TRECHO FORNECIDO
——————————

Texto de Marco Fialho
"O tubérculo" pode ser enquadrado como um filme sobre família, apesar dessa delimitação temática reduzir o alcance real da obra, afinal, pode-se pensa-lo também como um filme mais amplo, que aborda temas como as estruturas arcaicas patriarcais, além flertar com gêneros cinematográficos como a ficção científica e o horror expressionista, em especial pelo viés das interpretações exacerbadas dos atores.
Dito tudo isso, parece que esse é um filme que você encontra na primeira esquina, enquanto na realidade, o seu maior traço é o do estranhamento, a começar por trabalhar com uma imagem granulada e com ranhuras provenientes de uma câmera super 8, apesar de que é notória haver interferências na pós-produção que salientam uma sujeira na imagem durante toda a projeção. Mas o som também não fica atrás, já que as experiências sonoras abundam no filme durante toda a fruição. Os quase inexistentes diálogos fazem o filme tangenciar estéticas que evocam o cinema silencioso, em especial a do cinema expressionista, na atuação, sobretudo a de Gustavo, que muito me remeteu a Cesare, o sonâmbulo de "O Gabinete do Dr. Caligari" (1919) e um toque do impressionismo francês dos anos 1920, como Jean Epstein e Germaine Dulac, onde os planos manifestavam mais a subjetividade dos personagens do que a necessidade de narração de uma história.
Mas quero retornar ao som para frisar sua importância e destacar outras facetas sonoras presentes na estrutura narrativa, penso aqui nas inserções musicais que introduzem elementos da cultura popular, como as canções de amor e da dança (tem até uma música da dupla Sandy e Júnior), embora elas contribuam mais ainda para agravar o estranhamento com o espectador. "O tubérculo" não é um filme fácil e digerível, pois as imagens parecem estar em uma rotação mais ralentada, tal como os filmes mudos dos primórdios do cinema. Mesmo que o cômico perpasse o filme a todo momento, ele nos chega sempre como mais um elemento a reforçar o estranhamento.
Creio ser fundamental pensar "O tubérculo" do ponto de vista narrativo, nas suas maneiras de contar a história. Em verdade, fica a impressão de que os diretores se recusam a avançar com a história, caindo em constantes reiterações de aspectos já trabalhados anteriormente. Ao que tudo indica, a pretensão deles é a de tentar contar a história por meio de ideias provenientes das diversas camadas inseridas no filme, não só na imagem (que sempre flerta com o incômodo), como na narração (a voz alterada em off da vó é um bom exemplo) ou nas interpretações antinaturalistas dos atores e atrizes.

——————————

O QUE FAZER
**1.** Copie do texto sobre "O tubérculo" o trecho que começa em "Creio ser fundamental" e segue até "atores e atrizes.".
**2.** Segundo o texto sobre "O tubérculo", de que tipo de câmera provêm a imagem granulada e as ranhuras do filme?

——————————

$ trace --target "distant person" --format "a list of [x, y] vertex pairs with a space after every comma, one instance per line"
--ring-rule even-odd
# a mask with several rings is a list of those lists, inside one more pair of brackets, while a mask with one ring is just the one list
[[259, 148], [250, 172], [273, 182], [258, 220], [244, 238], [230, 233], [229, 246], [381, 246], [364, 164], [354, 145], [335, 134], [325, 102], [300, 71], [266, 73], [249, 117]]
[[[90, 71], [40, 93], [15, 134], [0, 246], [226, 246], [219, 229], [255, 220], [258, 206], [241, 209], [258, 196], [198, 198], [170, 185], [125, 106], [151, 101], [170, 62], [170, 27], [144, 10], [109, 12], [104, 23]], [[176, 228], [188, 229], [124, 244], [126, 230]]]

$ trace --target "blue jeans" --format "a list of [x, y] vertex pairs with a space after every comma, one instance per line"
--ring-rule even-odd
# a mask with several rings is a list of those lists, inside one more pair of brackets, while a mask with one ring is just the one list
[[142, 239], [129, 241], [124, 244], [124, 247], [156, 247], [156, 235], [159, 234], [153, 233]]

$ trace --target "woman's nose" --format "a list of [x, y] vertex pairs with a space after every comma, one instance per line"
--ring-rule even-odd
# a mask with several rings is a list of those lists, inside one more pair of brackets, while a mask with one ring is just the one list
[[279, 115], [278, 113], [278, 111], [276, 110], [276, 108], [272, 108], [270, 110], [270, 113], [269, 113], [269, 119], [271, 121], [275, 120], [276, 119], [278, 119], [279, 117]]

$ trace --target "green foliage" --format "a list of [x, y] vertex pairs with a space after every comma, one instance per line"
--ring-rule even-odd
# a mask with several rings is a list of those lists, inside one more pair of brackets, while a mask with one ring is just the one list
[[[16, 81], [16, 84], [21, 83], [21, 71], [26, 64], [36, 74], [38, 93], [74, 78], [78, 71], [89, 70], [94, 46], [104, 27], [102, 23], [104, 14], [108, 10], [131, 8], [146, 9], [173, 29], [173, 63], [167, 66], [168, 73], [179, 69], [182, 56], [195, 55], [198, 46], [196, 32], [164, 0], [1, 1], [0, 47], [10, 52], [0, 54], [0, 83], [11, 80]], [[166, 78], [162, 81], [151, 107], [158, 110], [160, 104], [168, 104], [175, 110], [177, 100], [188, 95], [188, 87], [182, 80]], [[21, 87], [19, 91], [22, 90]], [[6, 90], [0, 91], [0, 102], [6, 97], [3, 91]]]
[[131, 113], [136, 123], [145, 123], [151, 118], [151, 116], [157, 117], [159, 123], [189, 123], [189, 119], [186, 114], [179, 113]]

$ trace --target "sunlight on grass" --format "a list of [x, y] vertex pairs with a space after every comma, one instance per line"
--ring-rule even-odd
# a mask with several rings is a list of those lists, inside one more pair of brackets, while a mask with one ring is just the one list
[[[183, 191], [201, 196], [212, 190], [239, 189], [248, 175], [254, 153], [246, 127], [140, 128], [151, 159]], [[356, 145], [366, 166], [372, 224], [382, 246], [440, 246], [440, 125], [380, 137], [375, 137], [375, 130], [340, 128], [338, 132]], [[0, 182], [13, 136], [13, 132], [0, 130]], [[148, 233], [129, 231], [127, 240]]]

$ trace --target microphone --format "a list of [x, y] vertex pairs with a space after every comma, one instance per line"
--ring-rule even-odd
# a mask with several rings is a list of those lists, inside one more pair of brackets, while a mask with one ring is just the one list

——————————

SOLUÇÕES ABAIXO
**1.**
Creio ser fundamental pensar "O tubérculo" do ponto de vista narrativo, nas suas maneiras de contar a história. Em verdade, fica a impressão de que os diretores se recusam a avançar com a história, caindo em constantes reiterações de aspectos já trabalhados anteriormente. Ao que tudo indica, a pretensão deles é a de tentar contar a história por meio de ideias provenientes das diversas camadas inseridas no filme, não só na imagem (que sempre flerta com o incômodo), como na narração (a voz alterada em off da vó é um bom exemplo) ou nas interpretações antinaturalistas dos atores e atrizes.

**2.** De uma câmera super 8.